* Begin *

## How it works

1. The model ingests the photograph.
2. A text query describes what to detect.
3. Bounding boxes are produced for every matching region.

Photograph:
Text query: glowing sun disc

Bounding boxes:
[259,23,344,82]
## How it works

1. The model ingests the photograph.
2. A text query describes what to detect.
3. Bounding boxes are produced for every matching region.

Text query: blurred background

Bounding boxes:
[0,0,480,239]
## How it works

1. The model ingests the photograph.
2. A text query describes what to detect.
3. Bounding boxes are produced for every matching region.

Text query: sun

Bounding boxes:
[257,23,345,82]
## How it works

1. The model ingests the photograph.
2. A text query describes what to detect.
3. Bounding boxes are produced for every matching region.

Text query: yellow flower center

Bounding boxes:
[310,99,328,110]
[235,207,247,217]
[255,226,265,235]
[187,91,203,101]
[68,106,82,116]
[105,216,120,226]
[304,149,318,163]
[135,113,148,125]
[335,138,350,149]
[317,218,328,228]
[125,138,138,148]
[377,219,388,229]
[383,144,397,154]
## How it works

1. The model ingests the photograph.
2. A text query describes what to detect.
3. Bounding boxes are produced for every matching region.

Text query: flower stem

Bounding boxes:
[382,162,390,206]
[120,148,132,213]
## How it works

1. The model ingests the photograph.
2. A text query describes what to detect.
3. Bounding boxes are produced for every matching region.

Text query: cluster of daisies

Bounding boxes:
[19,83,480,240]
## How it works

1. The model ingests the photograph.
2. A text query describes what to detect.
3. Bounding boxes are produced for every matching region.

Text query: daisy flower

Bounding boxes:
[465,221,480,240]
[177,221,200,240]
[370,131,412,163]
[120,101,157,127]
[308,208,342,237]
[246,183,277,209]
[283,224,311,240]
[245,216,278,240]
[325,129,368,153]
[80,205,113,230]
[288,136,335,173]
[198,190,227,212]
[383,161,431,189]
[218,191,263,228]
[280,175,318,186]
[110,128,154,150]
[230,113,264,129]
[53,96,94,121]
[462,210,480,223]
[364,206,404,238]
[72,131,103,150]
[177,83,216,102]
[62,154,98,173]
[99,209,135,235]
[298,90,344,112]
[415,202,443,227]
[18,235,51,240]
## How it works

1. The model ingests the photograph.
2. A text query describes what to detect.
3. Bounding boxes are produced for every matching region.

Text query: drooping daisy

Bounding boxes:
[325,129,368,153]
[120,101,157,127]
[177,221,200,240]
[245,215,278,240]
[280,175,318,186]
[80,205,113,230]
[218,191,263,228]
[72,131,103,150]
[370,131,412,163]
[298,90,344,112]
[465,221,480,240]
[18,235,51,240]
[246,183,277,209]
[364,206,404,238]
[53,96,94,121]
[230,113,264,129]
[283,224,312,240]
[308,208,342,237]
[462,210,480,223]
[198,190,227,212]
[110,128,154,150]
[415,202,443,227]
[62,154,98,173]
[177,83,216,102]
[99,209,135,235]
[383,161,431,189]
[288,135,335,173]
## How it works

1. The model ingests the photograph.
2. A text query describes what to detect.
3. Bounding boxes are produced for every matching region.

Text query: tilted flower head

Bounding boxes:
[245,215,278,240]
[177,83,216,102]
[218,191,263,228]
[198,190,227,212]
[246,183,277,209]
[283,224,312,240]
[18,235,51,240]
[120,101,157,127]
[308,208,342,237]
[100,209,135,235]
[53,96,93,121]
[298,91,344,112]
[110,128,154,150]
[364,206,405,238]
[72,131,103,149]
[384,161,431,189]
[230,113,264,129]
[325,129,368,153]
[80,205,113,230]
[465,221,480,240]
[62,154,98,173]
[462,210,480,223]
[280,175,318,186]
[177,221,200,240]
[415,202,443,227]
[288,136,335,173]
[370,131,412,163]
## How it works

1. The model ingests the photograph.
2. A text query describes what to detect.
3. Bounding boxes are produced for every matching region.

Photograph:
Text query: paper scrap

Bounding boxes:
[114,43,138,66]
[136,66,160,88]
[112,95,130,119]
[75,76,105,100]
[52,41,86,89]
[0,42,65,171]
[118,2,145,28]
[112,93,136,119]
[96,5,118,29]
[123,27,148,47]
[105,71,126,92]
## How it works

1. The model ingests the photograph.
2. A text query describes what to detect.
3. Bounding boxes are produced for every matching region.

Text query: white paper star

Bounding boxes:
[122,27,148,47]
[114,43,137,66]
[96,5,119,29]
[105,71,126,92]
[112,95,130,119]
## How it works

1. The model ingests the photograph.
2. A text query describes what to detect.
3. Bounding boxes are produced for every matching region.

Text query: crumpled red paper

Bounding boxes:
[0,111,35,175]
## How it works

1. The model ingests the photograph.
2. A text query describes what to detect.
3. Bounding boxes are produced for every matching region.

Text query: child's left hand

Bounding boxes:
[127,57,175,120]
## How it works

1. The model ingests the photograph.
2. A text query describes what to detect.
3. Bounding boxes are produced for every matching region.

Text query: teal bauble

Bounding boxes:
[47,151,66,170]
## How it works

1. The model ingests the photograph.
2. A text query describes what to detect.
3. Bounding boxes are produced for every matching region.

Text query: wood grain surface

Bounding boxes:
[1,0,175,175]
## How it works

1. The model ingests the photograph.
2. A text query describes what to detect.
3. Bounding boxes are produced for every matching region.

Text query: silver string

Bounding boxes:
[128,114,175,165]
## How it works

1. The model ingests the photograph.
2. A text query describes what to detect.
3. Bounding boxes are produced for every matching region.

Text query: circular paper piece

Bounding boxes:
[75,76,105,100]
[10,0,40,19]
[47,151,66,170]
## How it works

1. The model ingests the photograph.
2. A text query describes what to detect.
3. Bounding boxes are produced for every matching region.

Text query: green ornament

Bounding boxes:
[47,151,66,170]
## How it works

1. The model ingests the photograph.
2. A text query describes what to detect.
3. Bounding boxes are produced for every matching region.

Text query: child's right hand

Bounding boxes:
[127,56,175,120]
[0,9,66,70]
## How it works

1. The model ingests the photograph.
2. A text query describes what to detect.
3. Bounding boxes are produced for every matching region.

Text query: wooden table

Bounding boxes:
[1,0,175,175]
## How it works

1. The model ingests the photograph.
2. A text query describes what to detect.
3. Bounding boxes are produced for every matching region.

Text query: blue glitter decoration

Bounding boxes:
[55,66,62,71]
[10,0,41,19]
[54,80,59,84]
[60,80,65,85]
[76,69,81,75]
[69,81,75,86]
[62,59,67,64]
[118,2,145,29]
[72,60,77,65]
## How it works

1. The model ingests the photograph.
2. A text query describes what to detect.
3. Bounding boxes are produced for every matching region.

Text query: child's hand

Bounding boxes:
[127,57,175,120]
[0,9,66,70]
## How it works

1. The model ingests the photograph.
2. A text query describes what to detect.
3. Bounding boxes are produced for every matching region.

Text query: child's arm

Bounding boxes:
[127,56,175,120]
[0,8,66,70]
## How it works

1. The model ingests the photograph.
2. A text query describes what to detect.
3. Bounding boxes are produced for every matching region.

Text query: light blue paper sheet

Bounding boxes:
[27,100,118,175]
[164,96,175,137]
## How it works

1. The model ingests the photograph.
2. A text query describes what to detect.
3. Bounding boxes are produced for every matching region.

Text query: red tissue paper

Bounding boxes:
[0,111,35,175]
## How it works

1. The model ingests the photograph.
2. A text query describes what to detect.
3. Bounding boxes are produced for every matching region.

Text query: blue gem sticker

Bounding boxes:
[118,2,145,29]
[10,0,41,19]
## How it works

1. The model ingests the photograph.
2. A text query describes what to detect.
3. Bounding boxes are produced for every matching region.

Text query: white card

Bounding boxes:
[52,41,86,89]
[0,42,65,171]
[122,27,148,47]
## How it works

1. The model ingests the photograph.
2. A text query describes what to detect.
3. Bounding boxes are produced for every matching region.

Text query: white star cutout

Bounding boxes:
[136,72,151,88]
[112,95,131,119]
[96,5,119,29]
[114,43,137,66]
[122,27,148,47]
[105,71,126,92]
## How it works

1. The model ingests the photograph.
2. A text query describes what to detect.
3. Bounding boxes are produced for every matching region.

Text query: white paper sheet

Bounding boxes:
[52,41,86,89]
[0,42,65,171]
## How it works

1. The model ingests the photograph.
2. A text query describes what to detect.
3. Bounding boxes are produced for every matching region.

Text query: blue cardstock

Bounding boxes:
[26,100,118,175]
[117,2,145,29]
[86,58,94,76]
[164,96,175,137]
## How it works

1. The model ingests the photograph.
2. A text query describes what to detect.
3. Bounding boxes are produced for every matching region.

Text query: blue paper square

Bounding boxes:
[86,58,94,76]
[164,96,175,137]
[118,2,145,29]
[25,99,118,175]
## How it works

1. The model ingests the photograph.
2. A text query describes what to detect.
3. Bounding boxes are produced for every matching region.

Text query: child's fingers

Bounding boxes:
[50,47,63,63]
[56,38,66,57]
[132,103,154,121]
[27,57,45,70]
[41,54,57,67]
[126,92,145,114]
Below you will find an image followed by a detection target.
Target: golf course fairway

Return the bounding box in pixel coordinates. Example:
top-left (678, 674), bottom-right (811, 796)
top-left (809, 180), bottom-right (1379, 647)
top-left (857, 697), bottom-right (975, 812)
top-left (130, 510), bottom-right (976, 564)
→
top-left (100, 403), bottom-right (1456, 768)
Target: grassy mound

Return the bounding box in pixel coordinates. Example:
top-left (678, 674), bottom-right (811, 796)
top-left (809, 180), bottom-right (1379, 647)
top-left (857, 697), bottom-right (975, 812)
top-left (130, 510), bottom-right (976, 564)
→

* End *

▸ **Challenge**: Report every line in the items above that contains the word "white".

▸ **Result**:
Text query: white paper star
Text query: white card
Text query: white star cutout
Text query: white paper sheet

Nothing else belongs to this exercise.